Referring expression grounding data:

++++++

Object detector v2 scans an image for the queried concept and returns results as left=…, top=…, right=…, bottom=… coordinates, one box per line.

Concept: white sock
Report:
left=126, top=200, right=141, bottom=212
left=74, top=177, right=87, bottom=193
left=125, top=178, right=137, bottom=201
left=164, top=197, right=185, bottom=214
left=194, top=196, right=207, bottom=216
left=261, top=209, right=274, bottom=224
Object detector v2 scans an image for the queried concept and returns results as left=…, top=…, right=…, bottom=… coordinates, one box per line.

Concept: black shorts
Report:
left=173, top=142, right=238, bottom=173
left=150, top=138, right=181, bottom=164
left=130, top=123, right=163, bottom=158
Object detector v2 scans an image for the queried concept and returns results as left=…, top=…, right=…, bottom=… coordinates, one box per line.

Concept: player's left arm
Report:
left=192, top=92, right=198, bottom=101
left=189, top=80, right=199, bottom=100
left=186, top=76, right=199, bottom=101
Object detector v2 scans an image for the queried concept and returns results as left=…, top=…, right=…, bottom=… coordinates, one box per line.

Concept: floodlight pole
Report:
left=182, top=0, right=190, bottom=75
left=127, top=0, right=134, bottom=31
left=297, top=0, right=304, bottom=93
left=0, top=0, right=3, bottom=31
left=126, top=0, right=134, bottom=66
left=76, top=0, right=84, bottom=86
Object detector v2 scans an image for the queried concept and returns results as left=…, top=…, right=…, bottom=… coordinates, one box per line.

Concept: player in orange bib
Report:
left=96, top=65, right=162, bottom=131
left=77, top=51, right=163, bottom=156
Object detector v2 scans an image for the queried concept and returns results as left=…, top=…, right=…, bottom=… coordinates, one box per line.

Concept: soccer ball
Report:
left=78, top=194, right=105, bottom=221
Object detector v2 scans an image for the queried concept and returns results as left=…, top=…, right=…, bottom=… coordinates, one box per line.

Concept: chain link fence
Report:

++++++

Exercise instructions:
Your answer should be a single number: the count of lines in the entries that hold the string "player".

Solution to the problem:
2